“Nuestras vidas son los ríos que van a para a la mar, allí van los señoríos…” (Jorge Manrique, siglo XV)
En España hay quien llora estos días la muerte Cayetana Fitz-James Stuart, la duquesa de Alba, fallecida este martes por una infección pulmonar. También hay, como suele ser corriente en esta nuestra España, quien aprovecha el ‘trending topic’ de las redes sociales para vertir en ellas y tratar de contagiar sus reivindicaciones y su odio, aunque sea a costa de los muertos.
Lo cierto es que no me resulta extraño que haya a quien le moleste la supervivencia de ciertas formas de aristocracia, que sin duda son vestigios de un sistema que, gracias a Dios, no tiene ya lugar en España. No es que tenga nada en contra de los aristócratas, que con toda seguridad son muy majos, pero considero un orgullo poder disfrutar o sufrir –según el día– un sistema democrático.
El matrimonio Democracia-Estado del Bienestar nos prometió en su día construir una sociedad en la que todo hombre y mujer fueran vistos como iguales ante la ley y depositarios de idénticos derechos y, a la vez, avanzar hacia un sistema que garantizase que todo el mundo pudiese disfrutar de los servicios básicos y las oportunidades necesarias para desarrollarse en condiciones de libertad.

= = = = =

Tu tarea
Edita el texto sobre la muerte de la duquesa de Alba: copia el fragmento que empieza en "En España hay" y termina en "un sistema democrático.", y pon "nobleza" donde aparece "aristocracia".

= = = = =

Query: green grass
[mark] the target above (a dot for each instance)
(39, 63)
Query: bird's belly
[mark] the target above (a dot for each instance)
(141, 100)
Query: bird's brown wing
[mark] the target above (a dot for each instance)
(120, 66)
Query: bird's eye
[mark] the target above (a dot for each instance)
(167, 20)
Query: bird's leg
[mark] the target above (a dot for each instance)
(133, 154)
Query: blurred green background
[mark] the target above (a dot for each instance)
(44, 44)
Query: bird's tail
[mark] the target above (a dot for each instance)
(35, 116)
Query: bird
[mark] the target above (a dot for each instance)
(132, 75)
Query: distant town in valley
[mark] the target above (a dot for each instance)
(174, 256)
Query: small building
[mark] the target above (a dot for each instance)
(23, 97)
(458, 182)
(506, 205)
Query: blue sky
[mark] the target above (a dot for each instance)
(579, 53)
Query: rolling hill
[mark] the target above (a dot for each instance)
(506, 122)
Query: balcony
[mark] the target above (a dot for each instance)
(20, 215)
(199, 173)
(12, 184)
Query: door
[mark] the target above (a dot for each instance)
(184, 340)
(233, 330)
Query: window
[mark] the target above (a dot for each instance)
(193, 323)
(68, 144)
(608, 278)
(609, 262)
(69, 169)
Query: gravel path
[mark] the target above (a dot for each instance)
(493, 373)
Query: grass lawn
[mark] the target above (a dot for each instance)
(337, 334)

= = = = =

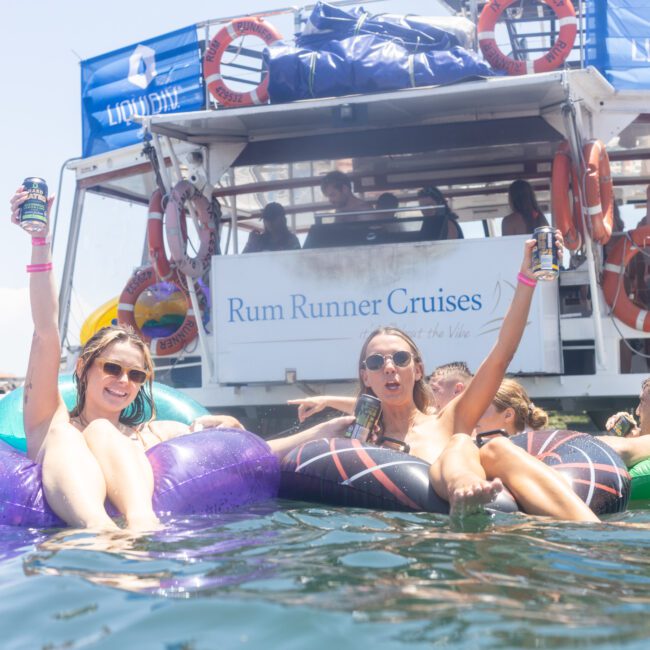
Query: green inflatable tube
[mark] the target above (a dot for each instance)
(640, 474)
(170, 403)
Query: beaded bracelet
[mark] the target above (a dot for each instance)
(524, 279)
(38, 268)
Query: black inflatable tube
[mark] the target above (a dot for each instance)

= = = = =

Resultado
En España hay quien llora estos días la muerte Cayetana Fitz-James Stuart, la duquesa de Alba, fallecida este martes por una infección pulmonar. También hay, como suele ser corriente en esta nuestra España, quien aprovecha el ‘trending topic’ de las redes sociales para vertir en ellas y tratar de contagiar sus reivindicaciones y su odio, aunque sea a costa de los muertos.
Lo cierto es que no me resulta extraño que haya a quien le moleste la supervivencia de ciertas formas de nobleza, que sin duda son vestigios de un sistema que, gracias a Dios, no tiene ya lugar en España. No es que tenga nada en contra de los aristócratas, que con toda seguridad son muy majos, pero considero un orgullo poder disfrutar o sufrir –según el día– un sistema democrático.